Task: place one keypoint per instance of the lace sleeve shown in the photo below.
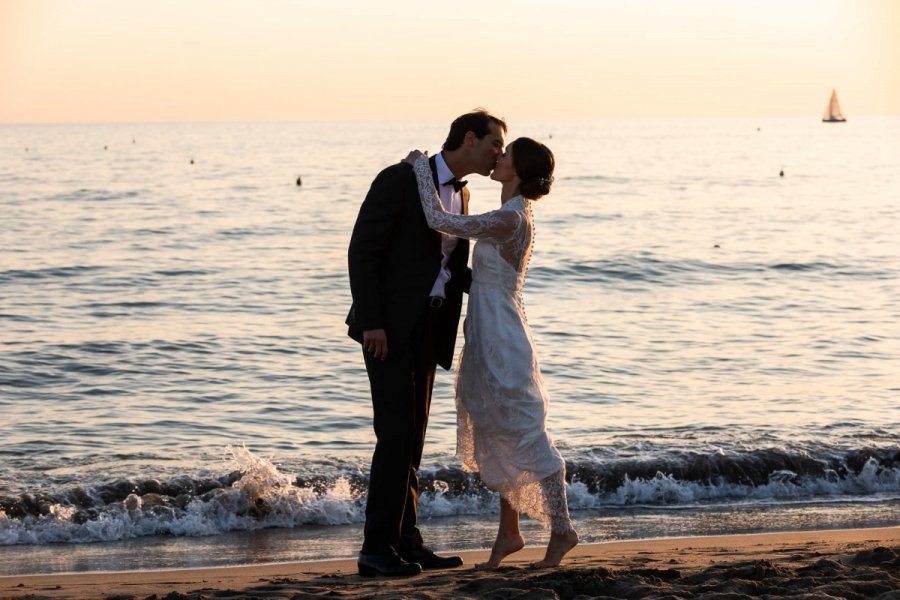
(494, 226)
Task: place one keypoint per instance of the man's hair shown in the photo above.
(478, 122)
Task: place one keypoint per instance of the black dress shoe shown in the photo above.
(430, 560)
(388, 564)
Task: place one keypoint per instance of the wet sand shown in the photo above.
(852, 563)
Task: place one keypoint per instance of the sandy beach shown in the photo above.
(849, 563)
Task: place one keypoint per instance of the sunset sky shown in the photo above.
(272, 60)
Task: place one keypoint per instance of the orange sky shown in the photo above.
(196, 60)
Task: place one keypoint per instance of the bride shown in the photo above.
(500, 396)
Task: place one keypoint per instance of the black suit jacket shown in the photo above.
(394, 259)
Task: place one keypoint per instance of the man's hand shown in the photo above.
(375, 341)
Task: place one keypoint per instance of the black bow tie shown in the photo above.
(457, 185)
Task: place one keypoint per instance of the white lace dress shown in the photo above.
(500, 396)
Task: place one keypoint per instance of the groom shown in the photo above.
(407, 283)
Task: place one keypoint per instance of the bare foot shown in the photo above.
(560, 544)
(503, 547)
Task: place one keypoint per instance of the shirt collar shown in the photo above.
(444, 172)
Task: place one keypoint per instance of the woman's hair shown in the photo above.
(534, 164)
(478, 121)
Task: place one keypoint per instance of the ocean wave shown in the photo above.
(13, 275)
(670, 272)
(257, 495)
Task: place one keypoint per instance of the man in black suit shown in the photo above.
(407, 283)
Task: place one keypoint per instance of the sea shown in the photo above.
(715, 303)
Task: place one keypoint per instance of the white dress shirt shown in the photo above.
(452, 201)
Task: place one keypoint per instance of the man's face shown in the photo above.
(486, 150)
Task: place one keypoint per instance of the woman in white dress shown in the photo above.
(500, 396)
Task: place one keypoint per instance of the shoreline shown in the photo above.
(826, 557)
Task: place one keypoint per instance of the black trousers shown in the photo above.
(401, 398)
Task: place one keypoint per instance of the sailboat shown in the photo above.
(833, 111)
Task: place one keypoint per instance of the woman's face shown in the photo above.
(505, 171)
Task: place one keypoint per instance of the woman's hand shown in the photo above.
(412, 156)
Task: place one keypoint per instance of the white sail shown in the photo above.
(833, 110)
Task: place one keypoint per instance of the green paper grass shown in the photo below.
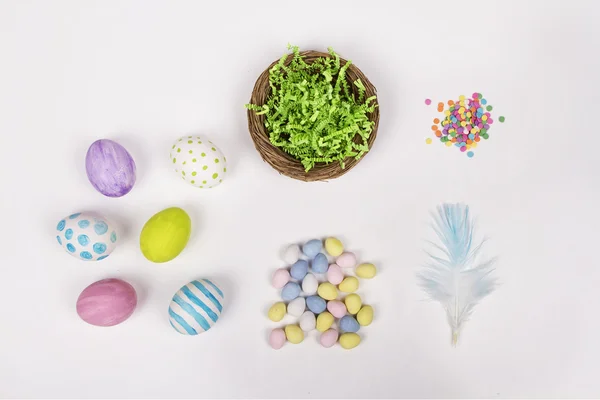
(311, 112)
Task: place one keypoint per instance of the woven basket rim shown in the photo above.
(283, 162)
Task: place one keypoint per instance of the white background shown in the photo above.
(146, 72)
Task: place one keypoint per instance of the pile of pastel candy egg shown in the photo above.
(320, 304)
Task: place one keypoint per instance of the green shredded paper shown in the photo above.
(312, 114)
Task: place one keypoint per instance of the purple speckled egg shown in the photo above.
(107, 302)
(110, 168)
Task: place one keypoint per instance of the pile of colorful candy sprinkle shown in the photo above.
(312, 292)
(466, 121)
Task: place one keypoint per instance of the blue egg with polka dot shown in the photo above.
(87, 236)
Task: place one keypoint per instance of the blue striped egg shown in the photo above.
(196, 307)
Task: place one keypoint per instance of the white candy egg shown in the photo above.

________________________________________

ABOUT THIS EXERCISE:
Reproduce the lines word for word, starting at the one holding "Task: place one keypoint per instance of the white background" and ending at the final line of the material above.

TASK OUTPUT:
Task: place one keypoint per instance of the white background shown in the photo above.
(146, 72)
Task: place one keypoint per instance of the pile of pastel candy egg shown in the photo above.
(320, 304)
Task: place one keypoint per instance of the green shredded paper shown in the photo above.
(312, 114)
Task: place one keypoint per instance of the purple speckled egg shown in the photo above.
(107, 302)
(110, 168)
Task: place one keypoint per instance of the pile of colorful candy sprinkle shown in the photo above.
(312, 292)
(466, 121)
Task: place one keypoint per instance of the blue egg with polka dot shown in the photo above.
(87, 236)
Task: place one keypoint per instance of the blue striped egg shown in the photo above.
(196, 307)
Task: place one keypoint per instance of the white candy egg shown in the photo above.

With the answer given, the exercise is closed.